Page extract:
%%

Mountain Pacific Curling Association
- Sport: Curling
- Jurisdiction: Regional
- Membership: 20 curling clubs
- Abbreviation: MoPac
- Founded: 2003
- Affiliation: United States Curling Association

Official website
- www.mopacca.org
- United States

= Mountain Pacific Curling Association =

The Mountain Pacific Curling Association (MoPac) is a regional association of the United States Curling Association encompassing the states of Arizona, California, Idaho, Oregon, Montana, Nevada, and Utah.

MoPac sends regional representatives to a number of national competitions, hosting playdowns to determine the representative if there are multiple teams interested. In addition, MoPac has held a 5 & Under Bonspiel annually since 2012 for any curlers of member clubs that have been curling for 5 years or less.

%%

What to work on:
(A) From the curling association page, write out the passage from "The Mountain Pacific" up to and including "Nevada, and Utah.".
(B) List every state the curling association page says the Mountain Pacific Curling Association encompasses.

Extracted material:

%%

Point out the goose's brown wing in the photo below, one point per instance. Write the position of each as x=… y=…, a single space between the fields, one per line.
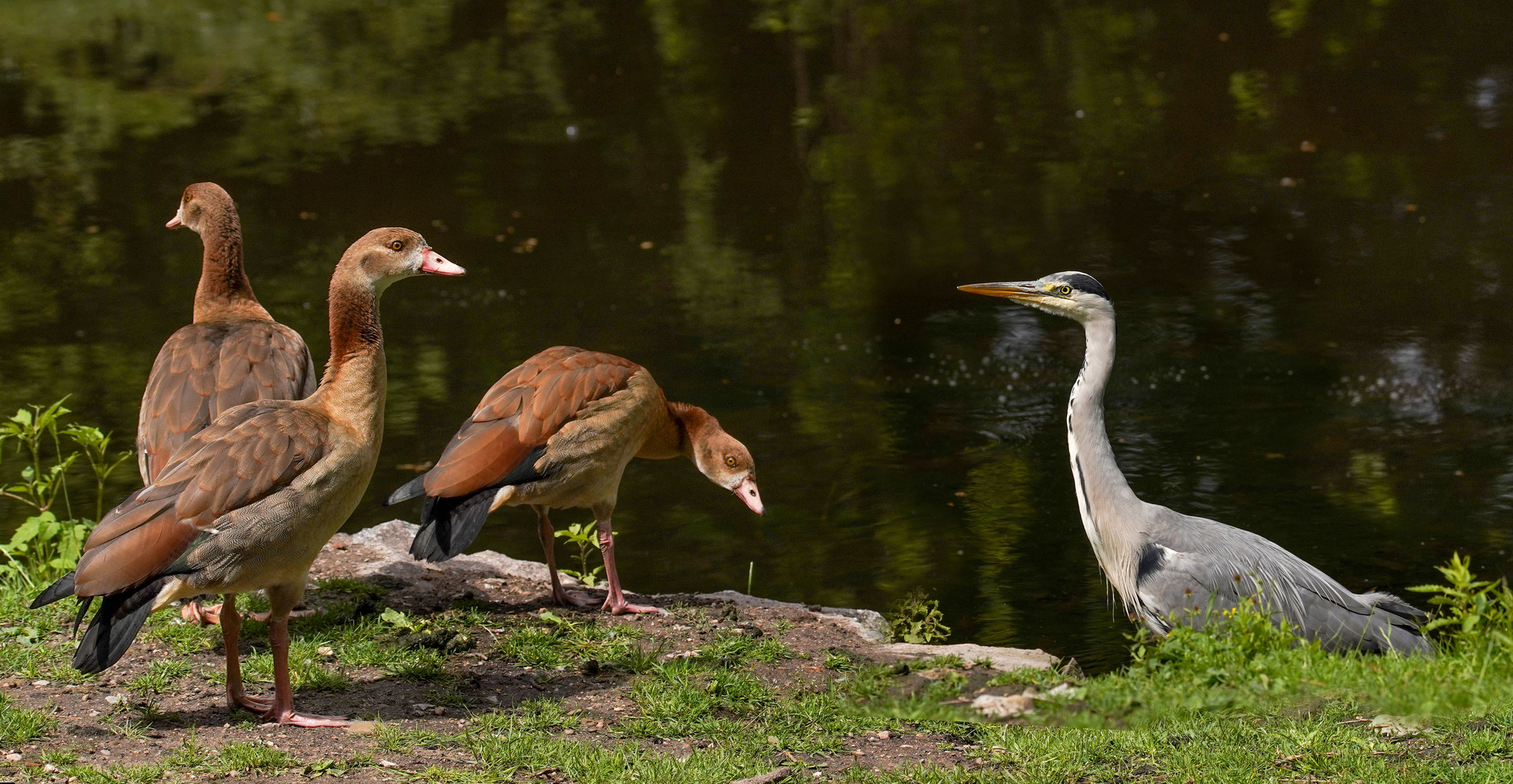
x=246 y=456
x=521 y=412
x=206 y=369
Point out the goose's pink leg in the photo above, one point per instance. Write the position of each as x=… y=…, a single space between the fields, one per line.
x=230 y=627
x=282 y=709
x=614 y=603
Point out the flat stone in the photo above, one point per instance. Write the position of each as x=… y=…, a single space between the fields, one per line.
x=391 y=544
x=867 y=624
x=1004 y=707
x=1002 y=658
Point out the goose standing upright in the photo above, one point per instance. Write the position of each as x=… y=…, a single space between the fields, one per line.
x=248 y=502
x=1170 y=566
x=232 y=353
x=554 y=433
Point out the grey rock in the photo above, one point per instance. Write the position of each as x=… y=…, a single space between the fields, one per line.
x=391 y=542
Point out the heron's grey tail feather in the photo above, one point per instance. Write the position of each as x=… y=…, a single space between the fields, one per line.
x=407 y=491
x=1395 y=606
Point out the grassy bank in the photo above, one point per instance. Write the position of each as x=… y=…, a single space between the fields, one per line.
x=713 y=693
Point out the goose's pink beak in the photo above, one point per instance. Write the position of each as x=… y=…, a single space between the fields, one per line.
x=746 y=491
x=434 y=264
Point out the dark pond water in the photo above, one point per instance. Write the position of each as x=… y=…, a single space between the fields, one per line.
x=1302 y=212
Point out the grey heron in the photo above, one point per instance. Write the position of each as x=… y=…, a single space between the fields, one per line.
x=1172 y=568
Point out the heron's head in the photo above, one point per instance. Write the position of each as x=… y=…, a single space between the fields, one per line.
x=1076 y=295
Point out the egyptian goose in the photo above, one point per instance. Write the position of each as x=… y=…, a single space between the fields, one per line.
x=230 y=354
x=557 y=433
x=248 y=502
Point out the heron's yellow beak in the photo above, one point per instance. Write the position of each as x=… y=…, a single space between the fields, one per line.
x=1013 y=291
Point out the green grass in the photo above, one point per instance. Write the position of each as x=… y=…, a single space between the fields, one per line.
x=253 y=757
x=1241 y=701
x=20 y=725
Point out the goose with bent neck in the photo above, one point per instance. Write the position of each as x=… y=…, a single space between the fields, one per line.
x=1173 y=568
x=557 y=432
x=248 y=502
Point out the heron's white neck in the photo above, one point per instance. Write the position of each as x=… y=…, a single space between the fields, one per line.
x=1109 y=509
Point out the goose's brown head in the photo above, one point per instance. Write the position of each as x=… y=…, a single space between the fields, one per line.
x=722 y=459
x=386 y=255
x=200 y=205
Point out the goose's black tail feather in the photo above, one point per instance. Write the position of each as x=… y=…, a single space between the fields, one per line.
x=450 y=524
x=115 y=626
x=407 y=491
x=57 y=591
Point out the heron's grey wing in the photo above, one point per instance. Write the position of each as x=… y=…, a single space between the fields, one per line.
x=1190 y=562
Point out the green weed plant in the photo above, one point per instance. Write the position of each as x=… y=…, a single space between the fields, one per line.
x=46 y=547
x=586 y=538
x=917 y=619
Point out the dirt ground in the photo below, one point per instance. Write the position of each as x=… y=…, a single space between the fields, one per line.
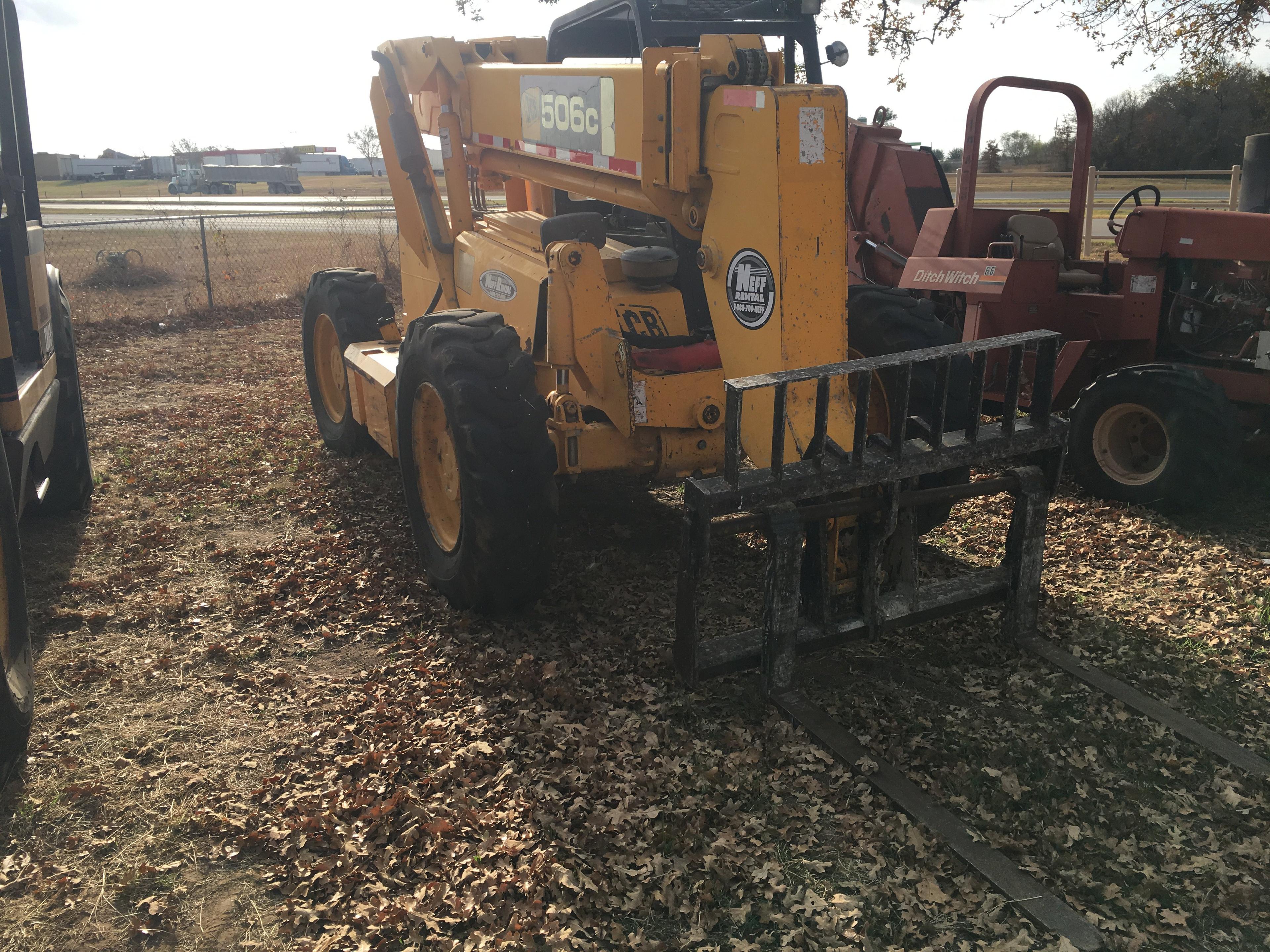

%%

Answers by task:
(A)
The Mountain Pacific Curling Association (MoPac) is a regional association of the United States Curling Association encompassing the states of Arizona, California, Idaho, Oregon, Montana, Nevada, and Utah.

(B) Arizona, California, Idaho, Oregon, Montana, Nevada, Utah